→ **Instruction**: Set out all of the records below as a numbered list, skipping any blank lines.

>> START Task input

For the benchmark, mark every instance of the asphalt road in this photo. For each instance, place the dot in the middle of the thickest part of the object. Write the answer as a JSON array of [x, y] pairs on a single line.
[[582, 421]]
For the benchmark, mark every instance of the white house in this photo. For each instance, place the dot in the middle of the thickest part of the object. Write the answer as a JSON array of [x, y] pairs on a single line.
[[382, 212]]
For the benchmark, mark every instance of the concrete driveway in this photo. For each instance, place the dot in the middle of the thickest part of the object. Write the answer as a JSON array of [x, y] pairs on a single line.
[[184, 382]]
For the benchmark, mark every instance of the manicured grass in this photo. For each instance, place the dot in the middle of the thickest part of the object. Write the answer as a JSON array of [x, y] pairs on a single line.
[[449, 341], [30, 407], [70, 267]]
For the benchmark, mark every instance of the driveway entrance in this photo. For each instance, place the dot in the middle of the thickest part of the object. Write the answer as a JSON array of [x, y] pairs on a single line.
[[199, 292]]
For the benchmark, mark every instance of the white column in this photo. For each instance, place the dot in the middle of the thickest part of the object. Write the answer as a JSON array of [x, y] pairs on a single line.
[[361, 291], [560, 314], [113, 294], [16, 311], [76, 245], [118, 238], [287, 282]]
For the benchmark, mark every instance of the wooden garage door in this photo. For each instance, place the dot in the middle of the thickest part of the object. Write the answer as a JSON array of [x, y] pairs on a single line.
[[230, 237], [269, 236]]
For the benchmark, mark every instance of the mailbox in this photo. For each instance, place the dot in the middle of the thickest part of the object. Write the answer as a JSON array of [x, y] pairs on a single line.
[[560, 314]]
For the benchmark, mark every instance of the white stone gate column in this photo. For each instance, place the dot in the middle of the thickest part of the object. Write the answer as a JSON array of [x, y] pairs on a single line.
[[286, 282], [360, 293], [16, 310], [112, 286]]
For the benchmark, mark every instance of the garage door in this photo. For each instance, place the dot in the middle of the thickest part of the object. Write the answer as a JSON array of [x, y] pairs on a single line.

>> END Task input

→ **Written reply**:
1. For the benchmark, mark every instance of the asphalt road in this photo. For each instance, place the dot in the middle of the thickest part of the object. Write the answer as a JSON array of [x, y] pairs on a single line.
2. [[582, 421]]
3. For the benchmark, mark every instance of the white house in this photo. For each instance, place the dot in the middle of the thickest part of the object. Write the answer as a JSON array of [x, y] pairs on a single line.
4. [[382, 212]]
5. For the benchmark, mark every instance of the concrete driveway in this photo. For each instance, place the dot in the middle of the thickest part of the object. Write the answer as a JSON array of [x, y] pairs on a single line.
6. [[184, 382]]
7. For the benchmark, mark every instance of the manicured grass in this photo. For each instance, place the dot in the middle of the thickest part of the object. Write the answer as a JSON array of [x, y] pairs on a single line.
8. [[449, 341], [30, 407], [70, 267]]
9. For the benchmark, mark every instance of the driveway entrance in this photo. For each instance, place the dot in the middle of the thickest part of the object. Write the answer as a JSON array of [x, y] pairs on a single line.
10. [[199, 292]]
11. For the benchmark, mark every instance of the white column in this photo. For each instance, place the dot in the middle of the thickest part of the object. Write the answer as a JSON array of [x, y] pairs on a single line.
12. [[361, 291], [560, 314], [113, 294], [16, 311], [76, 245], [118, 238], [287, 282]]
13. For the benchmark, mark every instance of the wooden garage door in this photo. For each instance, place the dot in the middle of the thickest part of the object. Write the answer as a JSON array of [x, y] pairs on a single line.
14. [[230, 237], [269, 236]]
15. For the benchmark, mark every instance of the mailbox in this photo. For each instance, place the dot in the middle of the thickest part of the object. Write the answer as a JSON array of [x, y] pairs on a single line.
16. [[560, 314]]
17. For the benchmark, mark every instance of the white stone gate column in this photo. For each instance, place the dot in the middle of the thickest part of the object. Write the answer as a JSON array of [x, y] pairs on a single line.
18. [[286, 282], [360, 293], [16, 310], [112, 286]]
19. For the benchmark, mark every instance of the garage door in this photo. For each instance, place the dot in the middle of the thickest part of the object. Write the answer as a JSON array of [x, y] pairs on a single line.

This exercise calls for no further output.